### Exercise prompt:
Pull every line from the data below and reproduce each one unchanged.

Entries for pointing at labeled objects
┌──

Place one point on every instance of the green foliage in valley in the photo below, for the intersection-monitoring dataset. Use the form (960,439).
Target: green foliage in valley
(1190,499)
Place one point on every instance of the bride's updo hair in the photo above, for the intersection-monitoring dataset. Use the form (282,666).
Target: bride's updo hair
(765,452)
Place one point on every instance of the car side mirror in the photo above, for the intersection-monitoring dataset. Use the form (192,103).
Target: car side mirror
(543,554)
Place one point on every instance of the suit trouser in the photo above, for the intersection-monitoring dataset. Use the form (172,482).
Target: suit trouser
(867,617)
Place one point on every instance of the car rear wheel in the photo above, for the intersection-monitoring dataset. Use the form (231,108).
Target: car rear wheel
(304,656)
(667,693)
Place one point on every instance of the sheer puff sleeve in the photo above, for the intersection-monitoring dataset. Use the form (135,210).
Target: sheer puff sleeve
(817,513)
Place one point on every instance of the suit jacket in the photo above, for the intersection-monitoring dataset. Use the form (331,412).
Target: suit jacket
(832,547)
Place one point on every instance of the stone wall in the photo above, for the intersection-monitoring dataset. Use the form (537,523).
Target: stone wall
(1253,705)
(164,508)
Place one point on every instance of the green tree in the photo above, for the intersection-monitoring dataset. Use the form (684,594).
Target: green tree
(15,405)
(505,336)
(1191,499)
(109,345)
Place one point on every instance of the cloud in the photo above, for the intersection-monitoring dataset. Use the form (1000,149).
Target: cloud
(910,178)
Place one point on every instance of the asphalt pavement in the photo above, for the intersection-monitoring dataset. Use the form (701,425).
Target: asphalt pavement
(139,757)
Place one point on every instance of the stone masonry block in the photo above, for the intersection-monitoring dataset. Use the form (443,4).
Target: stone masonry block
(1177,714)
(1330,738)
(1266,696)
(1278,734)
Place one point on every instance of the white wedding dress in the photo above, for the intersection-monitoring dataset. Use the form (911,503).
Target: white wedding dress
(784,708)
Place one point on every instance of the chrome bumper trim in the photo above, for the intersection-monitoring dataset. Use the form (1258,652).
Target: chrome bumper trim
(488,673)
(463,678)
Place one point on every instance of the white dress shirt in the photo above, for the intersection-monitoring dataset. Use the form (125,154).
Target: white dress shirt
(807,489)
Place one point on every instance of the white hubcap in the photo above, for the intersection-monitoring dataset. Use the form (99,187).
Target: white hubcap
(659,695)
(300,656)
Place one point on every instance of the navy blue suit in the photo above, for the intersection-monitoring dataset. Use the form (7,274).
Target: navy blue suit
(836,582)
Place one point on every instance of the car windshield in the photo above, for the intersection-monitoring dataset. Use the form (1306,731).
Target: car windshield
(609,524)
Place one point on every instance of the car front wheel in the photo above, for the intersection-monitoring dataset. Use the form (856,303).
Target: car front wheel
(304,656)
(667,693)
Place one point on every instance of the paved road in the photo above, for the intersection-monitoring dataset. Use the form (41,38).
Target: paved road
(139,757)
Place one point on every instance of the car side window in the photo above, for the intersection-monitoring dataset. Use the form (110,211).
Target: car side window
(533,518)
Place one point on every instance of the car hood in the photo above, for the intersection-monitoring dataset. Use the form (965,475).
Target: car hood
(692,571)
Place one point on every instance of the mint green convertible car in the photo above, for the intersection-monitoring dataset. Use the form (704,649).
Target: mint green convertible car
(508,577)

└──

### Finished task:
Place one point on every instance of the green foliage in valley in the photo below, for the intersection-monitoring dataset. Use the form (960,439).
Target: green foliage in valley
(1190,499)
Place one point on every instance of the bride's updo hair in the photo above, for the intersection-monitoring dataset. Use the form (282,666).
Target: bride's updo hair
(765,452)
Place one point on every instance of the car side mirror in the photo above, for the intersection-monitoring dataset. Use the form (192,103).
Target: car side mirror
(543,554)
Place one point on every instance of the suit trouser in the photo above, for the intersection-monitoring dataset. Use the form (172,482).
Target: suit trouser
(867,617)
Place one point on every instance of the car rear wheel in the photo above, for the intersection-monitoring dataset. Use the form (231,108).
Target: car rear wheel
(304,656)
(667,693)
Place one point on every instance of the sheer puff sleeve in the photo above, for the intersection-monitoring dataset. Use the form (135,210).
Target: sheer puff sleeve
(817,513)
Place one point on every instance of the suit jacket in the photo above, for the intersection-monitoring dataset. Use the form (331,412).
Target: suit jacket
(832,547)
Place one point on every instance of the stone wall in the photo above, for the intersection-monitoring dataset. Use the form (537,523).
Target: stone wall
(1253,705)
(164,508)
Place one point on every instance of the green tree in the photo above, for the intersection-monitoring dataset. Use the form (684,594).
Target: green tree
(15,405)
(505,336)
(1191,499)
(109,345)
Place one point on every instance of the cloud in the photo above, for the intersection-monitoring dataset. Use the form (1000,149).
Target: cloud
(910,178)
Place one point on every instance of the asphalt pavement in the photo above, for the intersection-monitoring dataset. Use the form (701,425).
Target: asphalt pavement
(139,757)
Place one point on every instance of the stone masonry block in the photo above, for the intersection-monitoring dataset. Use the form (443,4).
Target: stone masonry block
(1177,714)
(1330,738)
(1266,696)
(1278,734)
Place one point on every instance of the white wedding dress in the photo above, for the intersection-monitoring dataset. Use the form (911,503).
Target: white wedding dress
(784,708)
Place one point on every instance of the chrome bumper trim in the photo above, for the intersection-monitoring dataset. Use the form (1258,652).
Target: chrome bumper trim
(488,673)
(463,678)
Place one point on every instance of the white dress shirt in the photo above, for the intersection-monitoring dataset. Use the form (125,154).
Target: white dress shirt
(807,489)
Place one point on every instance of the white hubcap in the photo above, for the intersection-monitoring dataset. Use the form (99,187).
Target: white hubcap
(659,695)
(300,656)
Place one point on every instance of the navy blue suit in the photo above, for the intersection-monitoring dataset. Use the form (7,274).
Target: navy blue suit
(836,582)
Place one point on every instance of the car windshield in the photo above, for the intersection-monitoring dataset. Use the form (1306,731).
Target: car windshield
(609,524)
Place one point on every instance of the car front wheel in the photo above, for the intersection-monitoring dataset. Use the form (856,303).
Target: car front wheel
(304,656)
(667,693)
Place one point on every instance of the paved road in the photo above, for the intersection-monitoring dataset. Use the form (41,38).
Target: paved road
(139,757)
Place one point on every instance of the car side window in the photo above, for the intersection-monitoring dataset. Use the form (110,211).
Target: car side window
(533,518)
Place one point on every instance of the car hood in the photo above, for the intersection-monitoring dataset. Use the form (965,475).
Target: car hood
(692,571)
Place one point on every instance of the mint green convertible car in the photo above, for the intersection-monitoring dataset. Use the form (704,649).
Target: mint green convertible car
(508,577)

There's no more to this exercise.